Information given START

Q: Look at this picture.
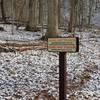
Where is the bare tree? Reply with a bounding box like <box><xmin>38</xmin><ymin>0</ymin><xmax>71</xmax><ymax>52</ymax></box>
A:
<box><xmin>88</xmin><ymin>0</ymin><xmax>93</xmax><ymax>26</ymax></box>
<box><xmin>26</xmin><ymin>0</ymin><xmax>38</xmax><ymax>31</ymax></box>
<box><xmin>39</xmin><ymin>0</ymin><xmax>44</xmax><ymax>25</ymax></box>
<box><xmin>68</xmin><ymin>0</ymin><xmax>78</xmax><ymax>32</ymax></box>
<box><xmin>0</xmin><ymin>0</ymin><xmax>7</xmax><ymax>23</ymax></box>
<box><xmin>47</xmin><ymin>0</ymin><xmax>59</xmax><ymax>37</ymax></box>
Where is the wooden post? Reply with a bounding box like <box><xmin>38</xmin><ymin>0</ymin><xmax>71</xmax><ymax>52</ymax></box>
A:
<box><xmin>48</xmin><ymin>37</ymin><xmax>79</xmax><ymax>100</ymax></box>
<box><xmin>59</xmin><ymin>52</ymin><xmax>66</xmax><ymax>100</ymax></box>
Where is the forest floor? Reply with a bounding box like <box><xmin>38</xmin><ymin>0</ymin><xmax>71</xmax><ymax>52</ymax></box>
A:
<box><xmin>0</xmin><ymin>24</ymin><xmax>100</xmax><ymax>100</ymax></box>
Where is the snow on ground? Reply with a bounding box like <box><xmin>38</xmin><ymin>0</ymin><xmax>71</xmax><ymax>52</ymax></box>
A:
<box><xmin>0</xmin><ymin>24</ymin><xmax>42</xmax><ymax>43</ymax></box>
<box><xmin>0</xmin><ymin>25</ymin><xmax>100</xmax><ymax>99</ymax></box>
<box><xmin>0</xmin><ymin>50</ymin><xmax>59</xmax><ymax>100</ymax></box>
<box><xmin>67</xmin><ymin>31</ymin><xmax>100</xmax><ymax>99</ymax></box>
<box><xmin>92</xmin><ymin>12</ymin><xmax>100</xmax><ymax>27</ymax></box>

Information given END

Without copying any picture, repeat all of the entries exactly.

Q: Look at this picture.
Where is the bare tree? Reply with a bounding box like <box><xmin>38</xmin><ymin>0</ymin><xmax>71</xmax><ymax>52</ymax></box>
A:
<box><xmin>88</xmin><ymin>0</ymin><xmax>93</xmax><ymax>26</ymax></box>
<box><xmin>26</xmin><ymin>0</ymin><xmax>38</xmax><ymax>31</ymax></box>
<box><xmin>39</xmin><ymin>0</ymin><xmax>44</xmax><ymax>25</ymax></box>
<box><xmin>68</xmin><ymin>0</ymin><xmax>78</xmax><ymax>32</ymax></box>
<box><xmin>0</xmin><ymin>0</ymin><xmax>7</xmax><ymax>23</ymax></box>
<box><xmin>47</xmin><ymin>0</ymin><xmax>59</xmax><ymax>37</ymax></box>
Where is the wooden post? Reply with a bounding box like <box><xmin>38</xmin><ymin>0</ymin><xmax>71</xmax><ymax>52</ymax></box>
A:
<box><xmin>48</xmin><ymin>37</ymin><xmax>79</xmax><ymax>100</ymax></box>
<box><xmin>59</xmin><ymin>52</ymin><xmax>66</xmax><ymax>100</ymax></box>
Where is the forest floor? Reply with a bounding box like <box><xmin>38</xmin><ymin>0</ymin><xmax>71</xmax><ymax>52</ymax></box>
A:
<box><xmin>0</xmin><ymin>24</ymin><xmax>100</xmax><ymax>100</ymax></box>
Where is the snow on ground? Reply with a bounding box like <box><xmin>38</xmin><ymin>0</ymin><xmax>71</xmax><ymax>52</ymax></box>
A:
<box><xmin>0</xmin><ymin>24</ymin><xmax>42</xmax><ymax>43</ymax></box>
<box><xmin>0</xmin><ymin>25</ymin><xmax>100</xmax><ymax>99</ymax></box>
<box><xmin>0</xmin><ymin>50</ymin><xmax>59</xmax><ymax>100</ymax></box>
<box><xmin>67</xmin><ymin>31</ymin><xmax>100</xmax><ymax>99</ymax></box>
<box><xmin>92</xmin><ymin>12</ymin><xmax>100</xmax><ymax>27</ymax></box>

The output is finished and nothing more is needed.